--- INFORMATION PROVIDED ---
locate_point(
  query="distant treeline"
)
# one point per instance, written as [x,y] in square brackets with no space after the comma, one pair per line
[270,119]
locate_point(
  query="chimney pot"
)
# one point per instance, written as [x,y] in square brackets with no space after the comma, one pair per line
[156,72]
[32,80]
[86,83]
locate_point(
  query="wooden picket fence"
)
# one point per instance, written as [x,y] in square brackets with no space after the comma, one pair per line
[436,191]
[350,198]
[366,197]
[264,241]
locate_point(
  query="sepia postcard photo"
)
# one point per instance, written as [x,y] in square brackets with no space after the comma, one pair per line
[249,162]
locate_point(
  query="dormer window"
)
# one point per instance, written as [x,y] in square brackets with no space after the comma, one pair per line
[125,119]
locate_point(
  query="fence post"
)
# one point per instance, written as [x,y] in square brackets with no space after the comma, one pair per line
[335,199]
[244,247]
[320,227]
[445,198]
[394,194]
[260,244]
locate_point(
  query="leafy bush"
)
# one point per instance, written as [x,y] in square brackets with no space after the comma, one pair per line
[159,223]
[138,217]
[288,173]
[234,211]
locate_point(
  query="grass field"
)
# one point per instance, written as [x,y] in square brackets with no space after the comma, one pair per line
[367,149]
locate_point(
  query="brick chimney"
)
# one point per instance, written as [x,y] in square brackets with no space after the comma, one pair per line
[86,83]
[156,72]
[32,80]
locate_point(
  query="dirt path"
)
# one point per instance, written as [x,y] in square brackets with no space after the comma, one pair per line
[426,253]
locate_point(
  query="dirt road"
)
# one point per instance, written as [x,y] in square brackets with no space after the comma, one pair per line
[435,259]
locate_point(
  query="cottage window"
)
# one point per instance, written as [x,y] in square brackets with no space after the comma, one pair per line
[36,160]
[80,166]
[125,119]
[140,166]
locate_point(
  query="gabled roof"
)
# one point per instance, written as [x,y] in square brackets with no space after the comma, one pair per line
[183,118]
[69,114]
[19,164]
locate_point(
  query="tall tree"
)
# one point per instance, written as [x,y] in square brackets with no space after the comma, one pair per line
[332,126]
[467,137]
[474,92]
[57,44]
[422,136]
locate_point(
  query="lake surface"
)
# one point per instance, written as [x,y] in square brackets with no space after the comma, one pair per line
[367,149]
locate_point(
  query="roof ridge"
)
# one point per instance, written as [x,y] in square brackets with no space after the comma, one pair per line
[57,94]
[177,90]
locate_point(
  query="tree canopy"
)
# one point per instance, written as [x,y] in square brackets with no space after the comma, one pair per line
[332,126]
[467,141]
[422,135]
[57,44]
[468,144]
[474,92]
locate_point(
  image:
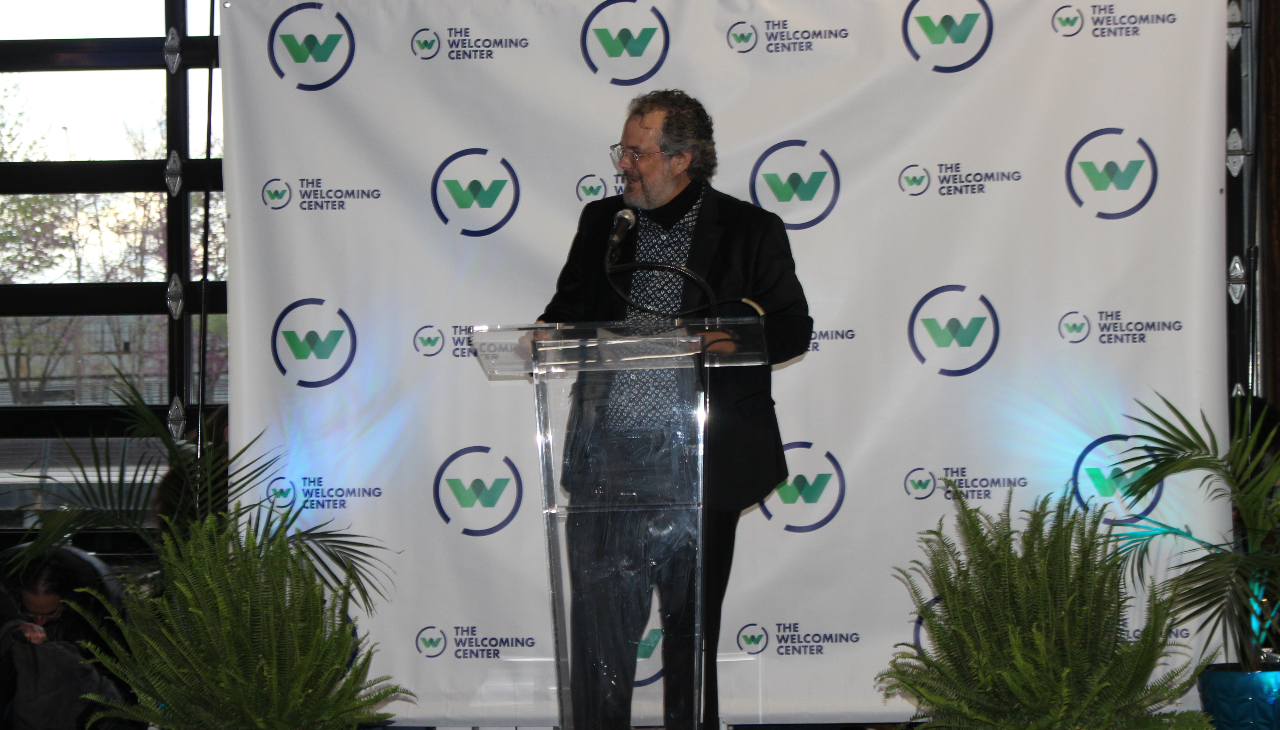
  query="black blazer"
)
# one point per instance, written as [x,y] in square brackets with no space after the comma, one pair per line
[741,251]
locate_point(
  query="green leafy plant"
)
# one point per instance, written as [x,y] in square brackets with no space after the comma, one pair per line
[199,483]
[1232,587]
[238,634]
[1027,629]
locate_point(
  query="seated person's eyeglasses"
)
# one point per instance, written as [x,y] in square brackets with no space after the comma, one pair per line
[618,151]
[51,616]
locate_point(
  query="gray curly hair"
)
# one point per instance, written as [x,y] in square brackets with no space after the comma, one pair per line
[688,128]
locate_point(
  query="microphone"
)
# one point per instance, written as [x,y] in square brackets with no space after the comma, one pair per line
[622,222]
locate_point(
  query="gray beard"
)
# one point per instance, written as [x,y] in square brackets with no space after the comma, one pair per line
[648,199]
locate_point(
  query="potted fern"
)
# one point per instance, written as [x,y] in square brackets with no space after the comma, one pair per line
[1027,629]
[241,621]
[237,634]
[1232,583]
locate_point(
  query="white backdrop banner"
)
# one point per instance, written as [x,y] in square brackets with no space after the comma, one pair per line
[1008,218]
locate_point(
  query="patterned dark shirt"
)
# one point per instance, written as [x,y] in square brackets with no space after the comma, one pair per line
[647,400]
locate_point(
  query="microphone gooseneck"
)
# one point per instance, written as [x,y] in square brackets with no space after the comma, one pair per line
[624,222]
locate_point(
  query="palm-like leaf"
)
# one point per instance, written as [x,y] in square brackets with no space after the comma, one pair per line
[1025,629]
[1228,585]
[103,494]
[240,634]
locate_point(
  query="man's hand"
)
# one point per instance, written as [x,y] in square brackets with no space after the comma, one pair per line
[32,633]
[718,343]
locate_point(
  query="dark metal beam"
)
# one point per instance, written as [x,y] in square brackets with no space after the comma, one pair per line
[101,54]
[65,421]
[88,300]
[115,176]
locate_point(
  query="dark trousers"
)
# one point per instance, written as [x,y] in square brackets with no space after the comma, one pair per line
[617,560]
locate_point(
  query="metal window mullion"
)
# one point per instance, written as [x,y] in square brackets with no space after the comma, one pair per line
[178,222]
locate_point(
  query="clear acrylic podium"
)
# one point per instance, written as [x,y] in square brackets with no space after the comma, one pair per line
[621,418]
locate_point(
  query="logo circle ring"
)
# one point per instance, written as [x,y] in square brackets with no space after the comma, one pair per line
[439,505]
[835,178]
[986,44]
[414,39]
[728,37]
[906,483]
[444,642]
[346,27]
[287,188]
[515,190]
[995,334]
[764,643]
[1075,483]
[1054,17]
[1089,137]
[927,181]
[275,352]
[438,350]
[270,493]
[577,190]
[840,497]
[1088,328]
[648,74]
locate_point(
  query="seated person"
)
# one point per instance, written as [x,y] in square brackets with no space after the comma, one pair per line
[46,587]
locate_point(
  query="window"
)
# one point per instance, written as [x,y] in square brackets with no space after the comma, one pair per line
[91,236]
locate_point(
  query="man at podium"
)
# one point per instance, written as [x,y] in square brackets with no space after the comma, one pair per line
[716,250]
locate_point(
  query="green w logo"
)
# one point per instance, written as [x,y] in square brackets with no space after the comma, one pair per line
[800,488]
[488,497]
[475,192]
[1111,173]
[1119,480]
[311,48]
[947,28]
[944,336]
[795,186]
[311,342]
[649,643]
[625,41]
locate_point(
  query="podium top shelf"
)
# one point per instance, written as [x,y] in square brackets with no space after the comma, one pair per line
[558,350]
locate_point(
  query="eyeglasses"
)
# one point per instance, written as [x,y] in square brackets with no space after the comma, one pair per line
[51,616]
[617,153]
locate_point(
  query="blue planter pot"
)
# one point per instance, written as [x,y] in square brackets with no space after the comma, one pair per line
[1239,701]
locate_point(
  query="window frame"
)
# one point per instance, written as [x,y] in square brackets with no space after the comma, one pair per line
[195,53]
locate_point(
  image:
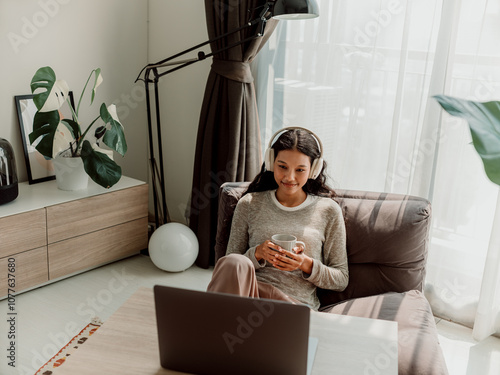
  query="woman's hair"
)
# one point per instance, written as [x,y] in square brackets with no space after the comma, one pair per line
[304,142]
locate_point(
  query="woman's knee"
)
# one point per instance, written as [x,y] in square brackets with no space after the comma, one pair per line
[235,261]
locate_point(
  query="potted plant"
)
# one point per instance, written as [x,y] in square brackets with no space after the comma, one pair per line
[484,124]
[66,139]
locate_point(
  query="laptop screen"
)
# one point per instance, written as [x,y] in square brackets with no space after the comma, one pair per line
[215,333]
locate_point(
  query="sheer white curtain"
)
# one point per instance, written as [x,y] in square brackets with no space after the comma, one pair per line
[361,76]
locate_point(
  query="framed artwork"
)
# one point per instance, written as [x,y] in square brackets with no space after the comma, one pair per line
[39,167]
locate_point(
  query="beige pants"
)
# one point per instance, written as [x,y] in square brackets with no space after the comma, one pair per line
[235,274]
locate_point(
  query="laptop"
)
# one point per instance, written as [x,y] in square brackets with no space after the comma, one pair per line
[209,333]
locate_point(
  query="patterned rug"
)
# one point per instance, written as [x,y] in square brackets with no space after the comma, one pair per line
[50,368]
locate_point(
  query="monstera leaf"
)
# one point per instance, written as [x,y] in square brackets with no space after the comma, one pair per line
[484,124]
[99,166]
[50,94]
[114,136]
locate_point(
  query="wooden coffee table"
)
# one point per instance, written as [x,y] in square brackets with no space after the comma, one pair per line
[127,343]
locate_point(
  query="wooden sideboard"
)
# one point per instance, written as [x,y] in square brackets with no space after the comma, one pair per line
[49,234]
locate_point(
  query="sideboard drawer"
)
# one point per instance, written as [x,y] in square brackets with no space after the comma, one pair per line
[22,232]
[96,248]
[83,216]
[30,270]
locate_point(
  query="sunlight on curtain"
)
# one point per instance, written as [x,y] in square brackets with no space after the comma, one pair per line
[361,76]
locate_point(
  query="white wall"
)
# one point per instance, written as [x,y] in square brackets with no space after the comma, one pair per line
[174,27]
[74,37]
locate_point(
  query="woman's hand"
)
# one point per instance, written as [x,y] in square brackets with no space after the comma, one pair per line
[284,260]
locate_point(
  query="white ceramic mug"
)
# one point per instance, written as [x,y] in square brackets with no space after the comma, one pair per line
[286,241]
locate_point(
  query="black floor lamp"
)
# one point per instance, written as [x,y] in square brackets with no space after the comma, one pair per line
[151,74]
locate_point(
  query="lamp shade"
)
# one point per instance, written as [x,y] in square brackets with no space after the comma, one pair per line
[295,9]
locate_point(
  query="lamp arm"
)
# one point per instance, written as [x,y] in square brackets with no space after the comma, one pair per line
[261,20]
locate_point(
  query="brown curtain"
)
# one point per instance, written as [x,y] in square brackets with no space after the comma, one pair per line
[228,143]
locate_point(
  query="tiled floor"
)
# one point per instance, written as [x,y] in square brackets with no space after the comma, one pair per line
[49,316]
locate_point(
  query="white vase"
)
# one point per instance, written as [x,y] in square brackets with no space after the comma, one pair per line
[70,174]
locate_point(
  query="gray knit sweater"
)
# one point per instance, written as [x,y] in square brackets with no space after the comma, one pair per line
[318,222]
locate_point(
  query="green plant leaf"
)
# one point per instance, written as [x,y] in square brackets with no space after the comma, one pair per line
[50,94]
[114,136]
[100,167]
[73,126]
[484,124]
[98,80]
[45,126]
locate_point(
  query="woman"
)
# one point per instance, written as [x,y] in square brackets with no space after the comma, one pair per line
[289,196]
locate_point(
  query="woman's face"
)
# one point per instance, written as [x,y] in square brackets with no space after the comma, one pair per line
[291,171]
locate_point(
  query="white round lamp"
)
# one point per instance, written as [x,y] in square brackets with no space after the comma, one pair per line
[173,247]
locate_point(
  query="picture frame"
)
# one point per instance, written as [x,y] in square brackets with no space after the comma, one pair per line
[39,167]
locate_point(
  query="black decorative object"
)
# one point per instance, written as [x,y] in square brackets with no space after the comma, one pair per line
[8,173]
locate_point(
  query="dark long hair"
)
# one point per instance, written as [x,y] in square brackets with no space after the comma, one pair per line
[304,142]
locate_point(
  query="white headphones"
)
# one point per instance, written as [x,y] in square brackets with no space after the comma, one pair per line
[317,164]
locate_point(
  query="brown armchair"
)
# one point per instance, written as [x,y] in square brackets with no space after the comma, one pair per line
[387,242]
---
#### [REQUIRED TASK]
Count the lines in the material that contain the string "wooden". Reply with the number alone.

#### [RESPONSE FOR THIS EXERCISE]
3